* AIM OF THE EXERCISE *
According to the text on listed buildings in Broughton, how many of the parish's listed buildings are at Grade I?

* TEXT SECTION *
------------------------------

= Listed buildings in Broughton, west North Yorkshire =

Broughton is a civil parish in the county of North Yorkshire, England. It contains 26 listed buildings that are recorded in the National Heritage List for England. Of these, two are listed at Grade I, the highest of the three grades, and the others are at Grade II, the lowest grade. The parish contains the village of Broughton and the surrounding area. The most important buildings in the parish are a church and Broughton Hall, a country house, both of which are listed, together with structures associated with Broughton Hall in its gardens and grounds. The other listed buildings include a boundary stone, a former cotton mill, a public house and a milepost.

------------------------------

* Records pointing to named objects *
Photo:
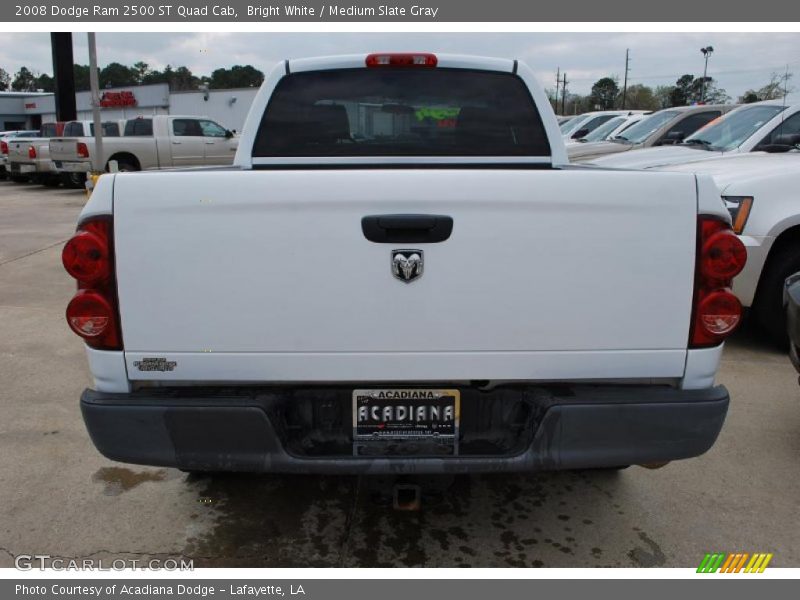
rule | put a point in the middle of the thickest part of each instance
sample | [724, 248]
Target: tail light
[720, 257]
[93, 313]
[404, 59]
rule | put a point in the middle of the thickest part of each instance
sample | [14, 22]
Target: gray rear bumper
[568, 428]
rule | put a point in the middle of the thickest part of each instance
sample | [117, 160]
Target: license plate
[399, 414]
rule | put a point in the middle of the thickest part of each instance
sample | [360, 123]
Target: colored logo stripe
[734, 563]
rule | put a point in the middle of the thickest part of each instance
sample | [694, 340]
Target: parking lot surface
[58, 496]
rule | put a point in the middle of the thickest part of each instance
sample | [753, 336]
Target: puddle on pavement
[550, 519]
[118, 480]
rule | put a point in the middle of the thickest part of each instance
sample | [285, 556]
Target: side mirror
[782, 143]
[787, 139]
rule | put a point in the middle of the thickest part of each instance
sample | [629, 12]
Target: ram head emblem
[407, 265]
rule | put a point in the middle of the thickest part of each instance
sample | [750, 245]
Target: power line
[625, 85]
[676, 75]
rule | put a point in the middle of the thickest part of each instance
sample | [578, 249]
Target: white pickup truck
[78, 130]
[157, 142]
[402, 273]
[29, 156]
[760, 190]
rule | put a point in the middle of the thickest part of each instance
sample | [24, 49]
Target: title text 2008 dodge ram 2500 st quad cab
[401, 273]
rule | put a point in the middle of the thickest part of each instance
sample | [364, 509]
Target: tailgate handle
[407, 229]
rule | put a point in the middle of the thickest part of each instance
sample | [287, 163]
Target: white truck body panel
[161, 150]
[345, 303]
[604, 245]
[772, 180]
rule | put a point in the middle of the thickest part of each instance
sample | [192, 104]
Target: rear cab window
[401, 112]
[49, 130]
[139, 127]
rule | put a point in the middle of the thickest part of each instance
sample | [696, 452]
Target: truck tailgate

------------------------------

* EXERCISE OUTPUT *
Two